While on sabbatical at Indiana University and attending his summer internship for his doctorate’s degree n business management, he received a vision believing God had a more important mission for him, and so he wrote SOME THINGS I HAVE LEARNED ALONG THE WAY – a self-help guide still available for sale on the used book market.

In 1993 a synopsis of his doctoral thesis on the effectiveness of employee monetary systems used in industry as an employee motivator was published in Industrial Management and his research on motivational theory serves as a model and still used in industry and in management research today.

Dr. Mullen continued working in industry rising to an executive staff position as operation’s manager for United Air Specialists and Armor Metal.  And yet within himself, he knew his chosen career path wasn’t manufacturing.

After resigning his post at United Air Specialist, he took the opportunity to teach struggling eighth-grade readers at Hardee Junior High School in Wauchula, Florida where he discovered his true calling as a writer/educator. In 2007, THE DAY I HIT A HOME RUN AT GREAT AMERICAN BALL PARK was published and the author is currently touring the Midwest promoting health and family literacy and teaching students how to become more effective readers.

Dr. Mullen and his wife, Sharlene, have two college-educated children, and live on a small organic farm in Oxford, Ohio where they raise steer, chickens, and horses.

> Given instruction 1
Translate this sentence from the biography into Spanish: "And yet within himself, he knew his chosen career path wasn’t manufacturing."
The entries below have nothing to do with the biography above.

> Data listing
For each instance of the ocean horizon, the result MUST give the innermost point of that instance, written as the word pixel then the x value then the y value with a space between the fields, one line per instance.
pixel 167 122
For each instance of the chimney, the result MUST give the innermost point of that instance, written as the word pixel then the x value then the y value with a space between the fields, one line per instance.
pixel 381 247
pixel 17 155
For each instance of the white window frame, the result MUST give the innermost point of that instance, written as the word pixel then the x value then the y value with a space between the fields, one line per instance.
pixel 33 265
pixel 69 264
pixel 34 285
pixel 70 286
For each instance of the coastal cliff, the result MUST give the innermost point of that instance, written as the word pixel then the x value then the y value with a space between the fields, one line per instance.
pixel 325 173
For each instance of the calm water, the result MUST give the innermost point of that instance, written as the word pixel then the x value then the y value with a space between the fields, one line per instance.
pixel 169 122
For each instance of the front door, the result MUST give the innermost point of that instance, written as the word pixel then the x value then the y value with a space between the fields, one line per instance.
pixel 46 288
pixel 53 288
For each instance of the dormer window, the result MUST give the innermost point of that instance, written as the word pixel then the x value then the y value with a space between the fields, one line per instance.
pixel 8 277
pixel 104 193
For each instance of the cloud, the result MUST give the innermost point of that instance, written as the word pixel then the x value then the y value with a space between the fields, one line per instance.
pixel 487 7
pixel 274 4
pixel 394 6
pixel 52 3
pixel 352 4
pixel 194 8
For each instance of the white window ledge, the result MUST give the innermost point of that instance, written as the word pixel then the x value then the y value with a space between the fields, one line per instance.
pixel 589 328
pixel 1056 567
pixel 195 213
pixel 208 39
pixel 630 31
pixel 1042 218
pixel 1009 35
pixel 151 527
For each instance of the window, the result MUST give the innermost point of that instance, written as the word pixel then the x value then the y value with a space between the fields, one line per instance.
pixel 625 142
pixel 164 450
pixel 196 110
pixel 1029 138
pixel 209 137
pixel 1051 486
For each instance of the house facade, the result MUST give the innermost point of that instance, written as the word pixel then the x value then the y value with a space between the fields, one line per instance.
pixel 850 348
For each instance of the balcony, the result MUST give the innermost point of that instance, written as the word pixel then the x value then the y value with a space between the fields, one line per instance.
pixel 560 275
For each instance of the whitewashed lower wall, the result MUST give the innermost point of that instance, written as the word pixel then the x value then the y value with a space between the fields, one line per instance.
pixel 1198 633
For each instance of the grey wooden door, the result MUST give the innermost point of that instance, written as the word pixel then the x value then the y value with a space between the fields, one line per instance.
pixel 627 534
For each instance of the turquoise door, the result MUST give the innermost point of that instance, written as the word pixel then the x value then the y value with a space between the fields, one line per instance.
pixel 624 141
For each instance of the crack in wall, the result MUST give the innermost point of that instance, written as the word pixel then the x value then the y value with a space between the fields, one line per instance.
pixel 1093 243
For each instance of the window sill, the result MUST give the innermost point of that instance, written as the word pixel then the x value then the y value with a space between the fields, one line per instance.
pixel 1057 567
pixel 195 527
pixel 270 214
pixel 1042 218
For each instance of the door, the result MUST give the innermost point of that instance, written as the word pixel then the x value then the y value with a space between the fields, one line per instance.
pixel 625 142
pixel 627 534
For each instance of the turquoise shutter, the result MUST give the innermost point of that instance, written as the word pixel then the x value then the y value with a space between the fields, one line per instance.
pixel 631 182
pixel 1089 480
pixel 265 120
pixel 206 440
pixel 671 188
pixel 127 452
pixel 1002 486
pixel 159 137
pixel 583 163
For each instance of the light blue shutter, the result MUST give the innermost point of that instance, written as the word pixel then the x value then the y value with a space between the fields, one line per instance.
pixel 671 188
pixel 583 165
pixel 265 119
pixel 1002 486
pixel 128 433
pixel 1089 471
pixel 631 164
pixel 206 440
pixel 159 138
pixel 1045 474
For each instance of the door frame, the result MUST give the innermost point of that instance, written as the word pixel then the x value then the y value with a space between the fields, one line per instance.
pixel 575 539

> Given instruction 2
In the entries, start with the line with "For each instance of the light" and go on through the line with "pixel 265 119". Change "light blue" to "pale blue", and give back only those lines.

> Full answer 1
Y, sin embargo, en su interior, sabía que la carrera profesional que había elegido no era la manufactura.

> Full answer 2
For each instance of the pale blue shutter, the result MUST give the innermost point of that instance, written as the word pixel then the x value then the y value with a space between the fields, one line per instance.
pixel 671 188
pixel 583 165
pixel 265 119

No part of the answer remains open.